§ Set problem A: Pick out every line in the records below that contains the word "khaki".

§ Passage provided:

——

In [1]:
from pyspark.sql import *
from pyspark import *
from pyspark.sql import * #SparkSession, Row
from pyspark.sql.functions import * #udf, concat, col, lit, ltrim, rtrim
from pyspark.sql.types import *
from pyspark.sql.window import Window
global applicationName

applicationName = "testspark"
spark = (SparkSession
    .builder
    .appName(applicationName)
    .enableHiveSupport()
    .config("hive.exec.dynamic.partition", "true")
    .config("hive.exec.dynamic.partition.mode", "nonstrict")
    .getOrCreate())

## Import the library

In [1]:
from myETLcode import *

### Read in dataframe

In [11]:
df = spark.read.csv('house_prices.csv', header=True)

In [4]:
df.show(5)

+--------------------+--------------------+--------+--------------------+------------------+--------------------+----------+-----------+-------------+--------+
|             address|           amenities|     lat|                link|               lon|                name|     price|prize_range|         size|  tenure|
+--------------------+--------------------+--------+--------------------+------------------+--------------------+----------+-----------+-------------+--------+
|Jalan Cheras Inta...|3 Bedroom(s),2 Ba...|3.072998|https://www.iprop...|        101.774192|Cheras Intan, Cheras|RM 265,000|        Low|  750 sq. ft.|Freehold|
|Jalan 6/95B, Tama...|3 Bedroom(s),2 Ba...| 3.10169|https://www.iprop...|101.75050999999999|Ketumbar Heights,...|RM 295,000|        Low|  755 sq. ft.|Freehold|
|Mont Kiara, KL, K...|4+1 Bedroom(s),5 ...|     0.0|https://www.iprop...|               0.0|10 Mont Kiara @ M...| RM 10,000|        Low|3,668 sq. ft.|Freehold|
|Jalan Langkawi, S...|3 Bedroom(s),2 Ba.

### Convert datatype of the prices 
- regexp_extract( col, regex_expression, index)     : extract *265,000* from *RM 265,000*
- regexp_replace( col, regex_expression, replacing) : replace '*,*' with space
- cast biginteger type to the number  

In [12]:
df = df.withColumn('prices', regexp_extract(col('price'),'RM (.+)',1))\
        .withColumn('prices', regexp_replace(col('prices'),',',''))\
        .withColumn('prices', col('prices').cast('bigint'))

——

§ Labeled-object pointing entries:
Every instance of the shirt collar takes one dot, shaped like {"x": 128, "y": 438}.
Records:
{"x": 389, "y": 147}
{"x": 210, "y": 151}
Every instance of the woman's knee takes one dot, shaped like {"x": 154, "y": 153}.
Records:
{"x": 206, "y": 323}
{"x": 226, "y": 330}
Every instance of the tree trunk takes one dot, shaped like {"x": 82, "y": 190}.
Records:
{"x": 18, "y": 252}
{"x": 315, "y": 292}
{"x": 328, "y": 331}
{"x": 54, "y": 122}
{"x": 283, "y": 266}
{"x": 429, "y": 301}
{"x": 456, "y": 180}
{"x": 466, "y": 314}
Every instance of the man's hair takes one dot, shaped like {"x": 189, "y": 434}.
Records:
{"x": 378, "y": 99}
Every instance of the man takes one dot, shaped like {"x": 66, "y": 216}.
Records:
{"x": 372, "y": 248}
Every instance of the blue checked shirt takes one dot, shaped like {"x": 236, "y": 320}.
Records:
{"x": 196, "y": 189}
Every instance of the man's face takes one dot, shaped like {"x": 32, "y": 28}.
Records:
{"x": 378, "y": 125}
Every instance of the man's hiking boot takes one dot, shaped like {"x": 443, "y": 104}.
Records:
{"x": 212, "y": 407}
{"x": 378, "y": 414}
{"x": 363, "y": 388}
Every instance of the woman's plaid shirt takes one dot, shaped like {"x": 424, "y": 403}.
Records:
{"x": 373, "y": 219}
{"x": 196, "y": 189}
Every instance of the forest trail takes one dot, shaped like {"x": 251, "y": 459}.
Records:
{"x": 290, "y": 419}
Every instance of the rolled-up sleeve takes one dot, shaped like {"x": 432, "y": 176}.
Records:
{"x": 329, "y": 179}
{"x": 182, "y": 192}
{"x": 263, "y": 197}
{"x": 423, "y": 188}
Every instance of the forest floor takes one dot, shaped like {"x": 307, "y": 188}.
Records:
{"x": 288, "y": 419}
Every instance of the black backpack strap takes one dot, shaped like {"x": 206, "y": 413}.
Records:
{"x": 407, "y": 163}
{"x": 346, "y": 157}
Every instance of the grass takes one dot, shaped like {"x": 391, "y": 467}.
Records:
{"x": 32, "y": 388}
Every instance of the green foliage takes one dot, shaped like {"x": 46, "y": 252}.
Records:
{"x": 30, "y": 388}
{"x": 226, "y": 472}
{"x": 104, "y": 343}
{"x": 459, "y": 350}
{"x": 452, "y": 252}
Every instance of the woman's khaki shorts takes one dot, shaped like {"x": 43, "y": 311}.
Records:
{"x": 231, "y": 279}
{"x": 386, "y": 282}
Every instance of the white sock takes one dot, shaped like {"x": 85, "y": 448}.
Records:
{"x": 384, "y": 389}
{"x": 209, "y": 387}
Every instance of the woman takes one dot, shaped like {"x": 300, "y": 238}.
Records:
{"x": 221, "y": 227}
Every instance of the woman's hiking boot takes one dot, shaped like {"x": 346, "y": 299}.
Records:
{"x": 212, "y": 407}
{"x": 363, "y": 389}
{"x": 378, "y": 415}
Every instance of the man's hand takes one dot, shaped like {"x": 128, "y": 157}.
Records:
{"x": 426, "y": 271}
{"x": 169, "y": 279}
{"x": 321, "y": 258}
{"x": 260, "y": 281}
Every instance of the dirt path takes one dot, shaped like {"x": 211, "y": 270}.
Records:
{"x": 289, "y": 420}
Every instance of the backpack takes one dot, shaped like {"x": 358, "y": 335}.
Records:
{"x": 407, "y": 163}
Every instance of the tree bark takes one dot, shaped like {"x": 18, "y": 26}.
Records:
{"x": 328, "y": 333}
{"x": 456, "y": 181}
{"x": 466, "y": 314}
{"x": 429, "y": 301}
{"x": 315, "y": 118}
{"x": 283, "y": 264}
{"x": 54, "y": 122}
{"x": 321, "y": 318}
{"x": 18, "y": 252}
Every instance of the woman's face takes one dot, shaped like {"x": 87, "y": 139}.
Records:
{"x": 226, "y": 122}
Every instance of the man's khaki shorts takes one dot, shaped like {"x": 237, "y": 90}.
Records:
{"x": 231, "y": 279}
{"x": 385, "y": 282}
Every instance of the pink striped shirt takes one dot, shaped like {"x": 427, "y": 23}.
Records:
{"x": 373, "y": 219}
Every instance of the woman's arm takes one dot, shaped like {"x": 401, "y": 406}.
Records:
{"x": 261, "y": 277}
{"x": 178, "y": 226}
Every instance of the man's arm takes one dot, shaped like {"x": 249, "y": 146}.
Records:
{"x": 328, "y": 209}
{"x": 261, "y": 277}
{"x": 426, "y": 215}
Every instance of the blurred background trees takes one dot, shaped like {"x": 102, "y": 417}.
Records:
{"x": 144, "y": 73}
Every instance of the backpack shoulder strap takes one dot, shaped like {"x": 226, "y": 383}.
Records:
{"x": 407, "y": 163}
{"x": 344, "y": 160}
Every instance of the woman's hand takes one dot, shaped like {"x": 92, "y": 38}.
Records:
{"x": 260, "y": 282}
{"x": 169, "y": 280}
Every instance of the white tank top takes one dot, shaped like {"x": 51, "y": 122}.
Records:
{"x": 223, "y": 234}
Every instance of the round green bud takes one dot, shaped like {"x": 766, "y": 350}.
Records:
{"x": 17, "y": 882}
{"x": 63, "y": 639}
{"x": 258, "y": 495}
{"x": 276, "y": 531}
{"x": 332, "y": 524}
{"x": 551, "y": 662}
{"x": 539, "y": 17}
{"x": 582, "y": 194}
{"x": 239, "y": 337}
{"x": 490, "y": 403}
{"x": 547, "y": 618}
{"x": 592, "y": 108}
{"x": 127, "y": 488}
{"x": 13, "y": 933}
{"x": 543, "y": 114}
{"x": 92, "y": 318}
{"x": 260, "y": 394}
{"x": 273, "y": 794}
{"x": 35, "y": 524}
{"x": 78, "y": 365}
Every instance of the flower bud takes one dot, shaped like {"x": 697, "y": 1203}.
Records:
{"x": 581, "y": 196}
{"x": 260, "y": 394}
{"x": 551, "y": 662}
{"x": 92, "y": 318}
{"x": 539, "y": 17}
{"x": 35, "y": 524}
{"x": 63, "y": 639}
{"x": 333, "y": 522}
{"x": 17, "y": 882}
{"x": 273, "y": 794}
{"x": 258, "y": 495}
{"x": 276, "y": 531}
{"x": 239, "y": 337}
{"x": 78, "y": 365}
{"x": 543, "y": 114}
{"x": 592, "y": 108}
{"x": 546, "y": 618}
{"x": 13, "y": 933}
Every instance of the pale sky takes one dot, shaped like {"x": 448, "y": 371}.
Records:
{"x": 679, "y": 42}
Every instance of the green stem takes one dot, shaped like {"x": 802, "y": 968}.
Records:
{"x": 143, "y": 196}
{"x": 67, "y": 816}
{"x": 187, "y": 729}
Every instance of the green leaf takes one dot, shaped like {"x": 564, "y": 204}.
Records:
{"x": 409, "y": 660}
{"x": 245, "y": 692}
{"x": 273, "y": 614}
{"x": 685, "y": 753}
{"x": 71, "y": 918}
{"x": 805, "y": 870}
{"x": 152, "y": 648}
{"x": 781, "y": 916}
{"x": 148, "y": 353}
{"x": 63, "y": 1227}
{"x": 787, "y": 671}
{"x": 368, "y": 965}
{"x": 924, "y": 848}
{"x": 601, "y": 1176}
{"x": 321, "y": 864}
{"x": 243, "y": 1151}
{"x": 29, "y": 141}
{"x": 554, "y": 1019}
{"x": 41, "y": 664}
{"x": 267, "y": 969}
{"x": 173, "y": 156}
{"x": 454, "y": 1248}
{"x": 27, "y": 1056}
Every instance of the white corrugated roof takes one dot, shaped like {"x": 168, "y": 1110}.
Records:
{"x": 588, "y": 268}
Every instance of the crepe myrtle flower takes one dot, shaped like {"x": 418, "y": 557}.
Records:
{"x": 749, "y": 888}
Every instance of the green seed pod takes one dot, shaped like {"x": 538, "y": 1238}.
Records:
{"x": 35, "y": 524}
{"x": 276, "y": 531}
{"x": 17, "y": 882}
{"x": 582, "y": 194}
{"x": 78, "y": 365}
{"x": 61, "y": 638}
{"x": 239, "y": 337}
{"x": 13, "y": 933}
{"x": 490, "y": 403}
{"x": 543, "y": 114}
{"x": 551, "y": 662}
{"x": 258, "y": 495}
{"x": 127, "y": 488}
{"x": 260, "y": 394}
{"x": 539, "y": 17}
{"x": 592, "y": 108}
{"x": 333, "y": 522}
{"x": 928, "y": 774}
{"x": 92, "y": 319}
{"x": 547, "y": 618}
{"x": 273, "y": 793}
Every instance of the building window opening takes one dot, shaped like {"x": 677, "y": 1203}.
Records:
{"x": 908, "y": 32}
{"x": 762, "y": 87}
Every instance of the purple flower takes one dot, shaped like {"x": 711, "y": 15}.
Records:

——

§ Set problem B: In the PySpark notebook above, what type is the prices column cast to in the last step?

§ Written answer A:
Every instance of the woman's khaki shorts takes one dot, shaped like {"x": 43, "y": 311}.
Every instance of the man's khaki shorts takes one dot, shaped like {"x": 237, "y": 90}.

§ Written answer B: bigint